> [Excerpt]:

Rightly so I decided it was about time to explore more of the Southland area! And I absolutely loved it! The Catlins are exceptionally beautiful and provide some of the best untouched scenery in the country.
The good thing is it is only now being promoted as a tourist route (probably why I started to hear about it) so, you will feel completely off the grid! You could spend 1 day driving through the whole of the Catlins as it is only roughly 197 km but to get the best experience I would recommend spending a weekend or 2-3 days exploring as there is plenty to see and do.
What are the Catlins?
Just to give you a little background: The Catlins is a place made up of a coastal region situated in the southeastern corner of the South Island of NZ between Balclutha and Invercargill in the Southland region. (Invercargill is almost as far South as you can go, except for Bluff and Stewart Island. To learn more about Stewart Island check out this awesome article from A Solo Passport).
The Catlins area is full of beautiful rugged beaches, forests, natural attractions such as sea caves, waterfalls and lakes as well as a mammal or two – The yellow eyed penguin, dolphins, fur seals and sea lions! The area has its fair share of shipwrecks and is also good for surfing.
Before we get started take a look at the official Catlins map below to give you a better understanding of the area, the roads and activity options.
You can download the PDF version of the catlins map by clicking here!
How to get to the Catlins
The Catlins are located in the Southland region between Balclutha and Invercargill. If you are heading in from the Balclutha end you will need to head towards Kaka Point or Romahapa and if you are coming in from the Invercargill end you will want to head towards Fortrose to start your journey.

> [What is asked]:
1. Reproduce the Catlins passage word for word, everything from "What are the" down to "good for surfing.".
2. For each statement, say whether it agrees with the Catlins passage, answering yes or no and quoting the words that decide it: (a) Driving through the whole of the Catlins covers roughly 197 km. (b) The Catlins lie in the northwestern corner of the South Island. (c) Travelers coming in from the Invercargill end should head toward Kaka Point.
3. According to the Catlins passage, which two places is the Catlins coastal region situated between?
Rely only on the Catlins passage for everything here.

> [Records shown]:

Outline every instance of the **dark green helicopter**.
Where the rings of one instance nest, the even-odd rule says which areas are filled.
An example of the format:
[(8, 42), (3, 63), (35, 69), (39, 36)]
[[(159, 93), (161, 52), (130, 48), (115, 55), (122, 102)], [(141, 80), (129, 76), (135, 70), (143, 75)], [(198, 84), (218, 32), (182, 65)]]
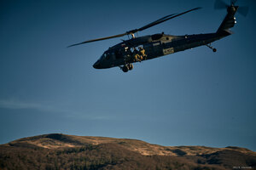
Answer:
[[(119, 37), (125, 35), (128, 35), (129, 37), (129, 35), (131, 35), (131, 39), (125, 41), (123, 40), (122, 42), (110, 47), (93, 65), (93, 67), (96, 69), (107, 69), (119, 66), (124, 72), (132, 70), (132, 63), (158, 58), (163, 55), (171, 54), (178, 51), (183, 51), (202, 45), (206, 45), (212, 49), (213, 52), (216, 52), (217, 49), (211, 46), (211, 42), (231, 35), (232, 32), (230, 28), (233, 27), (236, 23), (234, 15), (239, 7), (235, 6), (235, 3), (236, 1), (231, 1), (230, 5), (227, 5), (221, 0), (216, 0), (214, 8), (227, 8), (228, 14), (226, 14), (218, 31), (213, 33), (172, 36), (166, 35), (162, 32), (139, 37), (135, 37), (134, 36), (134, 34), (137, 31), (142, 31), (171, 19), (201, 8), (195, 8), (183, 13), (165, 16), (141, 28), (131, 30), (123, 34), (89, 40), (80, 43), (73, 44), (68, 47)], [(247, 14), (247, 7), (240, 8), (242, 10), (238, 12), (240, 12), (241, 14), (246, 15)]]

> [Solutions per task]:
1.
What are the Catlins?
Just to give you a little background: The Catlins is a place made up of a coastal region situated in the southeastern corner of the South Island of NZ between Balclutha and Invercargill in the Southland region. (Invercargill is almost as far South as you can go, except for Bluff and Stewart Island. To learn more about Stewart Island check out this awesome article from A Solo Passport).
The Catlins area is full of beautiful rugged beaches, forests, natural attractions such as sea caves, waterfalls and lakes as well as a mammal or two – The yellow eyed penguin, dolphins, fur seals and sea lions! The area has its fair share of shipwrecks and is also good for surfing.

2.
(a) Yes: "it is only roughly 197 km"
(b) No: "situated in the southeastern corner of the South Island of NZ"
(c) No: "if you are coming in from the Invercargill end you will want to head towards Fortrose"

3. Balclutha and Invercargill.